#### [WRITTEN TASK]
Retype the rows below line for line, without changing anything, and leave out the pictures.

A run of rows:
-=-=-=-=-

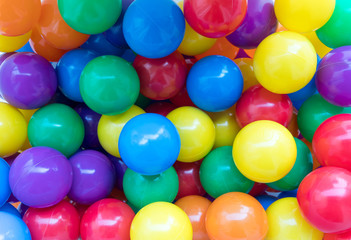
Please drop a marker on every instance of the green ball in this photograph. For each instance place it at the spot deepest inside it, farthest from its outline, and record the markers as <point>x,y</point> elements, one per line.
<point>57,126</point>
<point>90,16</point>
<point>141,190</point>
<point>109,85</point>
<point>303,166</point>
<point>219,175</point>
<point>336,32</point>
<point>313,112</point>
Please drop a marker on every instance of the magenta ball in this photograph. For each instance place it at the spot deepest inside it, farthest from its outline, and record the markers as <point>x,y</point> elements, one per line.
<point>40,177</point>
<point>27,80</point>
<point>93,177</point>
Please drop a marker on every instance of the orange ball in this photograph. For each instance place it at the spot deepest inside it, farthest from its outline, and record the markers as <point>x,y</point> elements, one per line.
<point>55,30</point>
<point>221,47</point>
<point>236,216</point>
<point>18,17</point>
<point>196,207</point>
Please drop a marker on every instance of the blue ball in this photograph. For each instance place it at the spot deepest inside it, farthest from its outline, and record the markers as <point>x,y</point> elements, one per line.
<point>266,200</point>
<point>215,83</point>
<point>153,28</point>
<point>5,190</point>
<point>149,144</point>
<point>13,228</point>
<point>69,69</point>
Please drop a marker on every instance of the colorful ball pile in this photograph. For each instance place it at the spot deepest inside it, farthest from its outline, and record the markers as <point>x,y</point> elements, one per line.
<point>175,119</point>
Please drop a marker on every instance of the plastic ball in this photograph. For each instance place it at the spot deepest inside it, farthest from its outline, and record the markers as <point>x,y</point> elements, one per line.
<point>313,112</point>
<point>93,177</point>
<point>259,23</point>
<point>303,166</point>
<point>331,142</point>
<point>60,222</point>
<point>303,16</point>
<point>13,228</point>
<point>257,103</point>
<point>214,83</point>
<point>161,220</point>
<point>11,44</point>
<point>153,29</point>
<point>219,175</point>
<point>333,75</point>
<point>27,80</point>
<point>285,221</point>
<point>335,32</point>
<point>264,151</point>
<point>5,190</point>
<point>215,19</point>
<point>35,187</point>
<point>162,78</point>
<point>294,66</point>
<point>107,219</point>
<point>109,85</point>
<point>57,126</point>
<point>324,197</point>
<point>13,130</point>
<point>189,179</point>
<point>110,127</point>
<point>251,225</point>
<point>69,69</point>
<point>142,190</point>
<point>196,130</point>
<point>149,144</point>
<point>90,17</point>
<point>196,207</point>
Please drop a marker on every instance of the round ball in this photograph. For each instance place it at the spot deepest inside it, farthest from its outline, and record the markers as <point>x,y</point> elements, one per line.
<point>57,126</point>
<point>149,144</point>
<point>251,225</point>
<point>161,220</point>
<point>109,85</point>
<point>294,67</point>
<point>36,187</point>
<point>214,83</point>
<point>27,80</point>
<point>153,29</point>
<point>264,151</point>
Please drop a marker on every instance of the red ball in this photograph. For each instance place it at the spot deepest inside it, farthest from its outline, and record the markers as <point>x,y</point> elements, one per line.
<point>324,197</point>
<point>215,18</point>
<point>257,103</point>
<point>189,179</point>
<point>107,219</point>
<point>332,140</point>
<point>59,222</point>
<point>161,78</point>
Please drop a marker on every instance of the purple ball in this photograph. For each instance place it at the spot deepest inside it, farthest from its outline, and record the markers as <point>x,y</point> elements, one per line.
<point>93,177</point>
<point>333,78</point>
<point>40,177</point>
<point>260,21</point>
<point>27,80</point>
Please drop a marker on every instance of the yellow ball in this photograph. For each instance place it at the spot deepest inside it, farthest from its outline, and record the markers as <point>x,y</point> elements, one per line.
<point>226,127</point>
<point>246,68</point>
<point>286,222</point>
<point>285,62</point>
<point>11,44</point>
<point>13,130</point>
<point>303,15</point>
<point>196,131</point>
<point>264,151</point>
<point>161,221</point>
<point>110,127</point>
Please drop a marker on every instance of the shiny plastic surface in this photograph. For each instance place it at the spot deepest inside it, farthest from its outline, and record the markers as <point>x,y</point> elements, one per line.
<point>264,151</point>
<point>40,177</point>
<point>236,216</point>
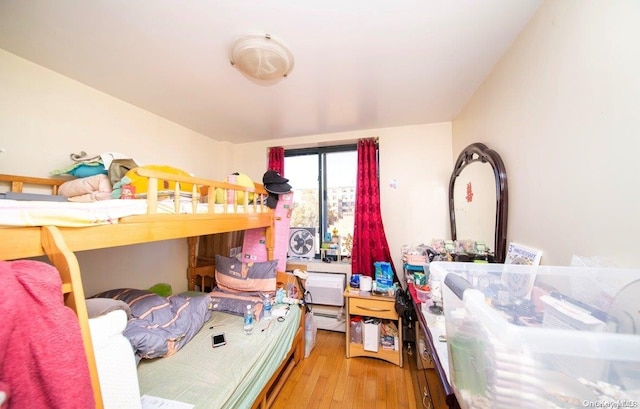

-=-=-=-=-

#### [ANSWER TO THIS PROBLEM]
Please drop a marker on every instance of the green ball in this photograph. For each instance place it at the spot deepest inside it, farthest from its outline, and record the markers as <point>x,y</point> elements, one per line.
<point>57,126</point>
<point>90,16</point>
<point>141,190</point>
<point>109,85</point>
<point>303,166</point>
<point>219,175</point>
<point>336,32</point>
<point>313,112</point>
Please drop a marker on every instance of the magenta ball in this photograph. For each instance place it at the spot deepest inside it, farthest from its outline, and record the markers as <point>x,y</point> elements, one per line.
<point>40,177</point>
<point>27,80</point>
<point>93,177</point>
Please drop a marker on every instance of the orange ball in this photograph. For each instance place it at the spot deepest inside it, farthest from its outline, and record the markers as <point>x,y</point> elements, one per line.
<point>55,30</point>
<point>221,47</point>
<point>236,216</point>
<point>18,17</point>
<point>196,207</point>
Please drop a marker on every instance of the blue ball in this photograph. For each instance place it at the spot deepest inside it, farthest from its outline, and record the markers as <point>x,y</point> elements, one per line.
<point>266,200</point>
<point>215,83</point>
<point>153,28</point>
<point>5,190</point>
<point>149,144</point>
<point>13,228</point>
<point>69,69</point>
Please drop a marker on every instance of the colorful ball pile in this photograph. For each instance place it at the spot deepest inside it, farthest from its outline, and record the markers as <point>x,y</point> elements, one per line.
<point>175,119</point>
Please drop a marker on every instance of the plastic ball in this photograph. For each instance place it at the spot deepest inside it, farthest from its outline, and record the markers as <point>x,y</point> elements, one per line.
<point>313,112</point>
<point>93,177</point>
<point>259,23</point>
<point>303,166</point>
<point>331,142</point>
<point>60,222</point>
<point>303,16</point>
<point>13,228</point>
<point>257,103</point>
<point>214,83</point>
<point>161,220</point>
<point>11,44</point>
<point>153,29</point>
<point>219,175</point>
<point>333,75</point>
<point>27,80</point>
<point>285,221</point>
<point>335,32</point>
<point>264,151</point>
<point>5,190</point>
<point>215,19</point>
<point>35,187</point>
<point>162,78</point>
<point>294,66</point>
<point>107,219</point>
<point>109,85</point>
<point>57,126</point>
<point>324,197</point>
<point>13,130</point>
<point>189,179</point>
<point>110,127</point>
<point>251,225</point>
<point>69,69</point>
<point>142,190</point>
<point>196,130</point>
<point>149,144</point>
<point>90,17</point>
<point>196,207</point>
Please drop a marker on every instance of the round ball in this photograph. For each instance place it at the spot deepest inside it, farthest from its outline, and record the markers as <point>x,y</point> elements, one per line.
<point>57,126</point>
<point>149,144</point>
<point>251,225</point>
<point>161,220</point>
<point>109,85</point>
<point>294,67</point>
<point>36,187</point>
<point>214,83</point>
<point>27,80</point>
<point>153,29</point>
<point>264,151</point>
Please drop a marker on every instance of the red ball in this photograph. For each instance place it at the spot deepest inside it, farthest from its outline, and record the markers as <point>x,y</point> elements, one per line.
<point>324,197</point>
<point>215,18</point>
<point>257,103</point>
<point>189,179</point>
<point>107,219</point>
<point>332,140</point>
<point>59,222</point>
<point>161,78</point>
Please drop a marker on every instance of the purple ball in this photograph. For each instance place it at the spot deepest inside it, farthest from its outline, and record the markers as <point>x,y</point> elements, one per line.
<point>93,177</point>
<point>333,78</point>
<point>40,177</point>
<point>260,21</point>
<point>27,80</point>
Please drop a marker on every instance of the yellow ball in this photograph. For each instance place it at the spot deepest inside it, farthest from its outline, and record the markers as <point>x,y</point> elements, one per line.
<point>226,127</point>
<point>246,68</point>
<point>286,222</point>
<point>285,62</point>
<point>11,44</point>
<point>13,130</point>
<point>303,15</point>
<point>196,131</point>
<point>264,151</point>
<point>161,221</point>
<point>110,127</point>
Please drop a marker on every instance of the shiny plastic surface in this photograph. For each instance place it at the spot deepest inside it, farthest from its outline, and record the markers as <point>x,y</point> elements, one per line.
<point>264,151</point>
<point>40,177</point>
<point>236,216</point>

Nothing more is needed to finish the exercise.